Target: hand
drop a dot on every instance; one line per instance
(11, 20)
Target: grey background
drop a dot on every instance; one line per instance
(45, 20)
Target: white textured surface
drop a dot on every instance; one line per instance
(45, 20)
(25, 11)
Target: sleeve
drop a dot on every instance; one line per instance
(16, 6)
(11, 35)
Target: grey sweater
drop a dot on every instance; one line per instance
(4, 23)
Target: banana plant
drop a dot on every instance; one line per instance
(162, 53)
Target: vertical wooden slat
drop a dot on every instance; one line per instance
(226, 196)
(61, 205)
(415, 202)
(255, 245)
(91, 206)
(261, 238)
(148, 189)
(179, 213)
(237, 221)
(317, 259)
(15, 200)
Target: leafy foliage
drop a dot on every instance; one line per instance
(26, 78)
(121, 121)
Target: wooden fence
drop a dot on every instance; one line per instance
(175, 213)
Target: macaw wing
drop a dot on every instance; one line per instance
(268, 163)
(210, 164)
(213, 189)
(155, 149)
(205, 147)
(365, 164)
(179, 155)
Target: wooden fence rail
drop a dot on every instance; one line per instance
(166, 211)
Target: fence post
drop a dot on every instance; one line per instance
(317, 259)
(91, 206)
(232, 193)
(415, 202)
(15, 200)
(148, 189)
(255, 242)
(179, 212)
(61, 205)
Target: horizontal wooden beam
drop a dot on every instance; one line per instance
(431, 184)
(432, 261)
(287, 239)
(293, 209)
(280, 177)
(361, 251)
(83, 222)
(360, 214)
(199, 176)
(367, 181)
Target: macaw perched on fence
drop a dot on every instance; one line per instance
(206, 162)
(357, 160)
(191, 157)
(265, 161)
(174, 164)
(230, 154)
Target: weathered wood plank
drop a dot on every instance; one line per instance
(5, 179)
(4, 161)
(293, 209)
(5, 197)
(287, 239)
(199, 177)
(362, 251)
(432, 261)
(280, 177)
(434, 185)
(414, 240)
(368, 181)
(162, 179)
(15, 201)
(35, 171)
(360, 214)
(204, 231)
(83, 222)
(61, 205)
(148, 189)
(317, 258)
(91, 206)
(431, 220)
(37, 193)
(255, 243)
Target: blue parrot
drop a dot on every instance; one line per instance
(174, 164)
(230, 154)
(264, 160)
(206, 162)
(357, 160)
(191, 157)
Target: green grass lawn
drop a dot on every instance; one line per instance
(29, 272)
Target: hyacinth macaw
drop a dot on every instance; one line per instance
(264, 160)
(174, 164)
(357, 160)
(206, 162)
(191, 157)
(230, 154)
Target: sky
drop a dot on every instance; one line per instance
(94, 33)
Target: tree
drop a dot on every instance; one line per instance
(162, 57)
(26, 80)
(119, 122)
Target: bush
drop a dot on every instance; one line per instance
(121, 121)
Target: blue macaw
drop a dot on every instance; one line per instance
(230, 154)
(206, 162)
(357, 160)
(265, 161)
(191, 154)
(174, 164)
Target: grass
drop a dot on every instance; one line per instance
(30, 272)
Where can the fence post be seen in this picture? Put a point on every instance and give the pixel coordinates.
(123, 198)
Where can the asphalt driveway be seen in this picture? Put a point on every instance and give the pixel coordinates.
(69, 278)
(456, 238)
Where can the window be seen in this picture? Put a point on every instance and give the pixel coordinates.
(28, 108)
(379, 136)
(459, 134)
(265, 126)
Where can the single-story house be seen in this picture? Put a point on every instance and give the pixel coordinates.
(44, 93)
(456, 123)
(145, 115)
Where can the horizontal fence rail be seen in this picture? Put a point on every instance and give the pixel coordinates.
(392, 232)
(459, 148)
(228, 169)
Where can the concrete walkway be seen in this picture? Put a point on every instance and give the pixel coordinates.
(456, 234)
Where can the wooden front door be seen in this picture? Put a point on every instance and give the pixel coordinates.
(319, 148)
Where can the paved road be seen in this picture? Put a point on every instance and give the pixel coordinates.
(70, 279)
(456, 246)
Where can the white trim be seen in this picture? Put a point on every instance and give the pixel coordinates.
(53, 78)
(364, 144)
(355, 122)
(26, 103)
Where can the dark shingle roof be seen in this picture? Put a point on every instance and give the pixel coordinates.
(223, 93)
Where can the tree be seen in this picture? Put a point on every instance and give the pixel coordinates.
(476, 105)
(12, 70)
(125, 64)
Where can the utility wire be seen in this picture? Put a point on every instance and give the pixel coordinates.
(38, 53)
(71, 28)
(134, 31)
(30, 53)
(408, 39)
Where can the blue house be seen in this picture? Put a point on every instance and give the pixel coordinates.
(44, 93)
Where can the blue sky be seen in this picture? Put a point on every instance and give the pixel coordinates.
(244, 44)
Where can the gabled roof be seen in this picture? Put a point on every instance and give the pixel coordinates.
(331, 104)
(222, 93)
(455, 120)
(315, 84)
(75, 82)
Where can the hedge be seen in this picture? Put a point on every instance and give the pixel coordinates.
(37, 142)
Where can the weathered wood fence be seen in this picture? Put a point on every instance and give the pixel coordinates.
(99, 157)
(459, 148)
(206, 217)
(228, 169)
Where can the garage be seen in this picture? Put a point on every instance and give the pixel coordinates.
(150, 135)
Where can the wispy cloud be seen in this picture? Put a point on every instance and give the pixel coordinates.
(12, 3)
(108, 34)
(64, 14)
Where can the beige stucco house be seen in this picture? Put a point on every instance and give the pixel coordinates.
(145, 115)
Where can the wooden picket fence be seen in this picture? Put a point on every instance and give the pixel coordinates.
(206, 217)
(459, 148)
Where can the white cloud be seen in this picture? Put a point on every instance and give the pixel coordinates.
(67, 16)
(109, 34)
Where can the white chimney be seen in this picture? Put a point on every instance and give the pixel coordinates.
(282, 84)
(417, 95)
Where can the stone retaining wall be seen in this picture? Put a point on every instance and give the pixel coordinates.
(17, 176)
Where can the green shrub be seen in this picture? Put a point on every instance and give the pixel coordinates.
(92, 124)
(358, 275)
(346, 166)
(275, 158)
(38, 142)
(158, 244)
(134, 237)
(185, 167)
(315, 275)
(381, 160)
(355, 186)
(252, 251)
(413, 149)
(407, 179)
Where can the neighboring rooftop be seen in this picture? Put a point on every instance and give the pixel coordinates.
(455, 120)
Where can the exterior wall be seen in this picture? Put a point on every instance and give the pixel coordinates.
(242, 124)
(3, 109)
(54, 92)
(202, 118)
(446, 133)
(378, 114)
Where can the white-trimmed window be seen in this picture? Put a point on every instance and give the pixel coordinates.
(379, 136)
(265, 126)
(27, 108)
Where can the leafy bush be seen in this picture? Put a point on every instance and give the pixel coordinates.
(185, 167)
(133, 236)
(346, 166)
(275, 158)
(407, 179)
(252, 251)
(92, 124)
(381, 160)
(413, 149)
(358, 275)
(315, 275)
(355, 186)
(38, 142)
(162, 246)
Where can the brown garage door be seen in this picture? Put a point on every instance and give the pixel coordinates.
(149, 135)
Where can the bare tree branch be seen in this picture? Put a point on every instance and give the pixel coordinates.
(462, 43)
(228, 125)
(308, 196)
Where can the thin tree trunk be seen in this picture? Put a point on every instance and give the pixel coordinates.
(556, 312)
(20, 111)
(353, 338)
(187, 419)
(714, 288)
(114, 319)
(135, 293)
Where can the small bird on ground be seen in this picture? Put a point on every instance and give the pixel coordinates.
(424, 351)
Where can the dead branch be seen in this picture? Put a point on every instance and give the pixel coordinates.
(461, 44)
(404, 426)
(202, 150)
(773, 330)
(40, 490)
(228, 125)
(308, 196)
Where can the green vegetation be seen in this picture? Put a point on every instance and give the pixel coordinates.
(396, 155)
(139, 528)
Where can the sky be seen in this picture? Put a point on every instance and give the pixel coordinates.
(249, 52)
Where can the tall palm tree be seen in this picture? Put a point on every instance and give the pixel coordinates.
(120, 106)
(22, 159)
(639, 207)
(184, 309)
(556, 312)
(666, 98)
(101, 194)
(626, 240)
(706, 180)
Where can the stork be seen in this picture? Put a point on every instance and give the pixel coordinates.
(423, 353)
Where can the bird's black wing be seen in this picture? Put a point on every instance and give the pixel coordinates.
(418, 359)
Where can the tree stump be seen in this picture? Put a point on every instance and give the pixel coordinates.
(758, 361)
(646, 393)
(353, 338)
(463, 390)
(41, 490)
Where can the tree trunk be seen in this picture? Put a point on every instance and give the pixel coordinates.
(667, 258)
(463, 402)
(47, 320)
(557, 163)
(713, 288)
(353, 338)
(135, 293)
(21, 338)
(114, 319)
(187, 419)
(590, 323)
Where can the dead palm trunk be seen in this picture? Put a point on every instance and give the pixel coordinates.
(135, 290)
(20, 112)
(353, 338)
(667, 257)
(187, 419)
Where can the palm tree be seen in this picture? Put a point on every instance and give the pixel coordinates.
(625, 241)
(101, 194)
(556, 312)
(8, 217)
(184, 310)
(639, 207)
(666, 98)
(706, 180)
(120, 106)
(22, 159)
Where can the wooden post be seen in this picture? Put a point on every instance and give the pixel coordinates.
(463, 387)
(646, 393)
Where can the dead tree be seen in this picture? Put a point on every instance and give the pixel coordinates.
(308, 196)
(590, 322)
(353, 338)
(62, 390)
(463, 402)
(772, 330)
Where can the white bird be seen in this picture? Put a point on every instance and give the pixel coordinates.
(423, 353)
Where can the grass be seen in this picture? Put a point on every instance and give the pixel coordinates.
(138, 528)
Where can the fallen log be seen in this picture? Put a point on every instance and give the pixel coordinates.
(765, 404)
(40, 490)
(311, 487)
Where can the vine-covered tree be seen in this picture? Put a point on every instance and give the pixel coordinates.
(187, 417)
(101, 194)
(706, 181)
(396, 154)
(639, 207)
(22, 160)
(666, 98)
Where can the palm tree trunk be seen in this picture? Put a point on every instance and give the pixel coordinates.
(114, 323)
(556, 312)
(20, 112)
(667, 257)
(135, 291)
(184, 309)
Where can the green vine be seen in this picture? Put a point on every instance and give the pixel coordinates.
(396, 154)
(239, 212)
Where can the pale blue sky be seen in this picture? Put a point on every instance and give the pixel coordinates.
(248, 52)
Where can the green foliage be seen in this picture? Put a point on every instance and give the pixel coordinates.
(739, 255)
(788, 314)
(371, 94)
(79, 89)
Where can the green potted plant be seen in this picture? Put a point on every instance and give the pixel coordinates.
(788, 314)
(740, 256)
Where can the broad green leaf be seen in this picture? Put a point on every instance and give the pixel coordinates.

TASK TO CARRY OUT: Write out exactly the lines starting with the one that holds "Where can the fallen" and running through the last line above.

IN RESPONSE:
Where can the fallen log be seen in this picture? Put a point on every instance and give the pixel coordinates.
(765, 404)
(40, 490)
(311, 487)
Where can the vine-covered tree be seen in this picture? Put a point on every instance and give the pixel coordinates.
(187, 417)
(101, 194)
(706, 181)
(396, 154)
(639, 207)
(22, 160)
(666, 98)
Where can the palm tree trunk be seen in this picture? Put a point on every instance and give the pixel coordinates.
(114, 323)
(556, 312)
(20, 112)
(667, 257)
(135, 291)
(184, 309)
Where can the green vine be seen in this picture? Put a point on every instance and give the pixel coordinates.
(396, 154)
(239, 212)
Where can the pale blue sky be seen in this picture? Put a point on every instance and give the pixel coordinates.
(248, 52)
Where can the green foliage be seen in this picture? Put a point on every instance and give the pixel coordinates.
(739, 255)
(788, 314)
(371, 94)
(79, 89)
Where can the green potted plant be seen in this picture? Put a point on every instance and give the pixel coordinates.
(788, 314)
(740, 256)
Where can the broad green leaf be seen in this picture? Put a point on every instance and give the pixel coordinates.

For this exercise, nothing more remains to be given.